Pick out every line below that contains the word "dark", and copy each of those lines.

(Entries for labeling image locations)

**********

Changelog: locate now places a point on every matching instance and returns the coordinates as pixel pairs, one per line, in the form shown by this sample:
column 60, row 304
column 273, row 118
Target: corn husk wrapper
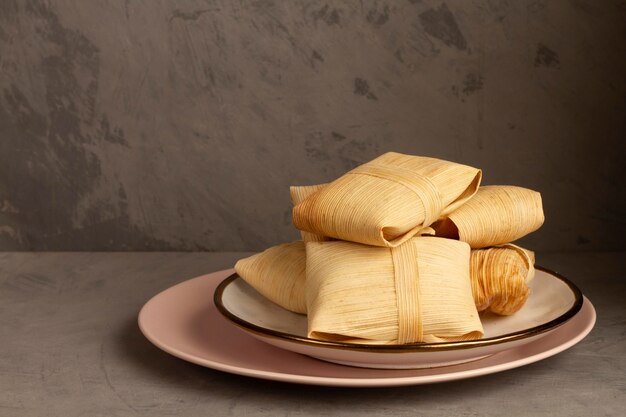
column 417, row 292
column 500, row 278
column 298, row 195
column 387, row 200
column 496, row 215
column 278, row 273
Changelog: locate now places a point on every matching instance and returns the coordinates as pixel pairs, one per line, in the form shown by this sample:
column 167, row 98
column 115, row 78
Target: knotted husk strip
column 500, row 278
column 387, row 200
column 298, row 195
column 417, row 292
column 497, row 214
column 278, row 273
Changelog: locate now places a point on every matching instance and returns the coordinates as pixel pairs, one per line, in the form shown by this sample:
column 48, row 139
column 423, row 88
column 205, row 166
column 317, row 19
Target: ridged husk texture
column 278, row 273
column 496, row 215
column 417, row 292
column 387, row 200
column 500, row 278
column 298, row 195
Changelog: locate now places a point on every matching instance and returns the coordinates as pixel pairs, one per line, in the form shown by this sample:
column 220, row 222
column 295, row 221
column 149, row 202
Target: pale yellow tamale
column 298, row 195
column 388, row 200
column 278, row 273
column 419, row 291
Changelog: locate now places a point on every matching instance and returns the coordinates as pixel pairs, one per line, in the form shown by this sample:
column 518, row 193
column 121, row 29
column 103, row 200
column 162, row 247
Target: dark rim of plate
column 406, row 348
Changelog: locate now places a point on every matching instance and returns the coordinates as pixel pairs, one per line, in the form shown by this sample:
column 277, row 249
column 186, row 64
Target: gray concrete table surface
column 70, row 346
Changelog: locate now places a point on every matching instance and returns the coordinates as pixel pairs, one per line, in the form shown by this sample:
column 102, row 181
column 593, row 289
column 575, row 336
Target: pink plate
column 184, row 322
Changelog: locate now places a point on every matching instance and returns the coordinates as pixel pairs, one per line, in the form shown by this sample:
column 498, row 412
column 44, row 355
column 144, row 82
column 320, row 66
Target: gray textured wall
column 179, row 125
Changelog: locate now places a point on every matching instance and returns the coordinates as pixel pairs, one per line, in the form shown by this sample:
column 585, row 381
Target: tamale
column 419, row 291
column 278, row 273
column 500, row 277
column 298, row 195
column 388, row 200
column 497, row 214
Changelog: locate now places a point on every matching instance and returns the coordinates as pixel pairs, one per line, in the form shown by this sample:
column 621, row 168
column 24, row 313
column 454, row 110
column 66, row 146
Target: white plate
column 553, row 301
column 184, row 322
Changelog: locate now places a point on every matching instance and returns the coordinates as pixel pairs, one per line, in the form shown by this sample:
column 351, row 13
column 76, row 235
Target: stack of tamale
column 402, row 249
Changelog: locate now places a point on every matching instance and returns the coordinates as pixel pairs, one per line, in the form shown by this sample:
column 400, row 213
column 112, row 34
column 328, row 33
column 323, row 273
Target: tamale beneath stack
column 278, row 273
column 419, row 291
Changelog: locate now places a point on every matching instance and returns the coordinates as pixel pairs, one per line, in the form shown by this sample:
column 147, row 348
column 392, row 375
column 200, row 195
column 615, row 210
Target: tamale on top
column 298, row 195
column 388, row 200
column 500, row 277
column 496, row 215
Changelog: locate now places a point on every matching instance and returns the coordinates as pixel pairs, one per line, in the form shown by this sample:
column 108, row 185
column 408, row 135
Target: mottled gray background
column 179, row 125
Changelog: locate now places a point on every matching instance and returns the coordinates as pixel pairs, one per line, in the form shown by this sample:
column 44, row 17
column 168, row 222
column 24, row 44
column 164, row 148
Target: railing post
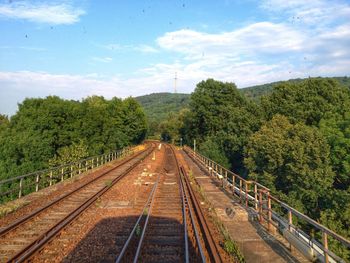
column 225, row 179
column 269, row 224
column 256, row 196
column 246, row 183
column 290, row 223
column 20, row 188
column 51, row 173
column 62, row 174
column 37, row 183
column 240, row 189
column 325, row 245
column 260, row 207
column 233, row 184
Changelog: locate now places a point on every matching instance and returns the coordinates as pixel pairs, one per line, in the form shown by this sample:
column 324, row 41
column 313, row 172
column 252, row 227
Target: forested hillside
column 158, row 107
column 256, row 92
column 51, row 131
column 296, row 142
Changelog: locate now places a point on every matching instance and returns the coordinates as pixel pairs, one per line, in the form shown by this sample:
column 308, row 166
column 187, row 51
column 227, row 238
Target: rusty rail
column 22, row 220
column 258, row 199
column 37, row 244
column 149, row 204
column 16, row 187
column 210, row 245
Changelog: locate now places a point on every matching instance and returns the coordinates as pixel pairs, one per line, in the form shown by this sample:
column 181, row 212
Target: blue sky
column 75, row 49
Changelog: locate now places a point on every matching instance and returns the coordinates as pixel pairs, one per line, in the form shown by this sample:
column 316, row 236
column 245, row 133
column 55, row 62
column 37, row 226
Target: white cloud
column 139, row 48
column 258, row 38
column 145, row 49
column 44, row 12
column 311, row 11
column 103, row 59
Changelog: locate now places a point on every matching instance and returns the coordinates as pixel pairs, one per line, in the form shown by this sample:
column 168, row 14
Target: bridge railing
column 19, row 186
column 275, row 214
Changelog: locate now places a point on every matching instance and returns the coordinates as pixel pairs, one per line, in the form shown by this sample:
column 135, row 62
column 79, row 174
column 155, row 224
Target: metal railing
column 274, row 213
column 19, row 186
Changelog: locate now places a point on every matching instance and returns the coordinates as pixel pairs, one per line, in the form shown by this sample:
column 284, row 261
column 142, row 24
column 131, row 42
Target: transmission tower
column 175, row 82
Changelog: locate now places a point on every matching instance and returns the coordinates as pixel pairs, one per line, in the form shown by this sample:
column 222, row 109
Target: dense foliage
column 160, row 106
column 54, row 131
column 296, row 142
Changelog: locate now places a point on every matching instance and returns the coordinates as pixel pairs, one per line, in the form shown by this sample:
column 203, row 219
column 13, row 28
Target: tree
column 307, row 101
column 336, row 129
column 219, row 110
column 69, row 154
column 293, row 161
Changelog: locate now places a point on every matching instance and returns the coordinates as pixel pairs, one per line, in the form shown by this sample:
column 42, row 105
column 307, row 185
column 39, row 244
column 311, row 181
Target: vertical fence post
column 233, row 184
column 62, row 174
column 226, row 180
column 240, row 190
column 269, row 224
column 256, row 196
column 290, row 223
column 246, row 183
column 325, row 244
column 20, row 188
column 37, row 182
column 260, row 207
column 51, row 173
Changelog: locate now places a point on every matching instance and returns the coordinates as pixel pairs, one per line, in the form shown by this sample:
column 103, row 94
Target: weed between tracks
column 138, row 231
column 108, row 183
column 11, row 207
column 228, row 245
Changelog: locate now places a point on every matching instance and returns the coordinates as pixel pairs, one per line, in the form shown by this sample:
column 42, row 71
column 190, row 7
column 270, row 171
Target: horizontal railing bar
column 240, row 191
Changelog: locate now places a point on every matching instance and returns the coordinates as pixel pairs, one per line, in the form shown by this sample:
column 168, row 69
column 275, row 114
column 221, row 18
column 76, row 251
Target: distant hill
column 158, row 106
column 255, row 92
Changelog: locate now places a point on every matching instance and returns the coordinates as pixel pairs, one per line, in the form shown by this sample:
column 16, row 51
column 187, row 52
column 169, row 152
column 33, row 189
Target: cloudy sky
column 122, row 48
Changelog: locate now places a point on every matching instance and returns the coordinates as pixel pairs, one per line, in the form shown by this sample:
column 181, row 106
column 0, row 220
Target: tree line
column 295, row 140
column 51, row 131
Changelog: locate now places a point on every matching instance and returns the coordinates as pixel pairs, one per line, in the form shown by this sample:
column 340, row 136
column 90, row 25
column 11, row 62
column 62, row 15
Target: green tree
column 293, row 161
column 134, row 121
column 307, row 101
column 336, row 129
column 219, row 110
column 69, row 154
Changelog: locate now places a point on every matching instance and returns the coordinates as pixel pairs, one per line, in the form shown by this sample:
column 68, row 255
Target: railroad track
column 172, row 227
column 26, row 236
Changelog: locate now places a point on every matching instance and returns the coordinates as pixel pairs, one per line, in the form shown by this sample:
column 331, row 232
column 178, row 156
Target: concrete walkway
column 256, row 244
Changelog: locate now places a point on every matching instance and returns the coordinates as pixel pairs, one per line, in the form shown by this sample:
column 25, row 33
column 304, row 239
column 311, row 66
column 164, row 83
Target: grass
column 138, row 231
column 228, row 245
column 108, row 183
column 11, row 207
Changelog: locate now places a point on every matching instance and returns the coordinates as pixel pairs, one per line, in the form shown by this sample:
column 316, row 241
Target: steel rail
column 207, row 236
column 192, row 221
column 37, row 244
column 24, row 219
column 183, row 194
column 187, row 258
column 145, row 226
column 126, row 244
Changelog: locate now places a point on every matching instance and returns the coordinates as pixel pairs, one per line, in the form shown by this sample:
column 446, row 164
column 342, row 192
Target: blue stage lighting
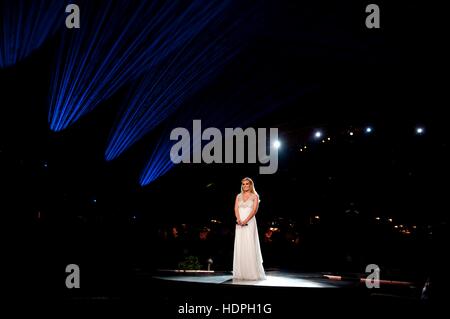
column 25, row 25
column 119, row 41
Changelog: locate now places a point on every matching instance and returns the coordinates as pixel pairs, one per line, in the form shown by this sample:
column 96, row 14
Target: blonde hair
column 252, row 186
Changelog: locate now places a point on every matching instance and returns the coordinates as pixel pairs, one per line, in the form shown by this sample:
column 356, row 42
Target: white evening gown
column 247, row 262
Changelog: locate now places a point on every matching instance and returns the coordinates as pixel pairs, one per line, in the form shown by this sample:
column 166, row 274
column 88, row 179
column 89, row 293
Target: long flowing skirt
column 247, row 262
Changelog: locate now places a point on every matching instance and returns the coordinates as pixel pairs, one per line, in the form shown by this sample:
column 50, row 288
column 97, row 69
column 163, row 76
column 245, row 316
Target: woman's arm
column 255, row 209
column 236, row 210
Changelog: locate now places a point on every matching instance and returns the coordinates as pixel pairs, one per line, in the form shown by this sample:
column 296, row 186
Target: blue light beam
column 25, row 25
column 119, row 41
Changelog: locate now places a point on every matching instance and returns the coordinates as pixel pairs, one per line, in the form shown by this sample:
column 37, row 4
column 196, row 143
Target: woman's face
column 245, row 185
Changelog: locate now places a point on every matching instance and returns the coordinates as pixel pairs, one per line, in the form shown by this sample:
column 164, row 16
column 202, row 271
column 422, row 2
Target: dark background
column 65, row 204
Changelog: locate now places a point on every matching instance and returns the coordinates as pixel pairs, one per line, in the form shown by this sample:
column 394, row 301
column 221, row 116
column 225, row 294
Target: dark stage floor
column 192, row 295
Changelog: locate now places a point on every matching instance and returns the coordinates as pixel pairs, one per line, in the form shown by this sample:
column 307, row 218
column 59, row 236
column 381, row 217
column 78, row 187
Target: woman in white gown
column 247, row 262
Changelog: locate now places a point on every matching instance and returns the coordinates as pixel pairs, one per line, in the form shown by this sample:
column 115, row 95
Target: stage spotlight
column 420, row 130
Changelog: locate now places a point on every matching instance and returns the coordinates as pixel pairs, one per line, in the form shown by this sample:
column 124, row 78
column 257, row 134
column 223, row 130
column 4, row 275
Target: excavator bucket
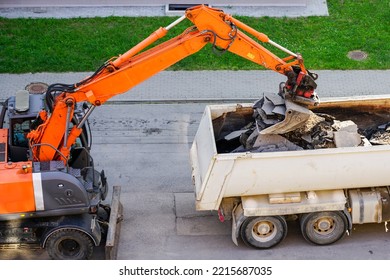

**********

» REPLY
Target: dark rim of plate
Target: dark background
Target: dark stage floor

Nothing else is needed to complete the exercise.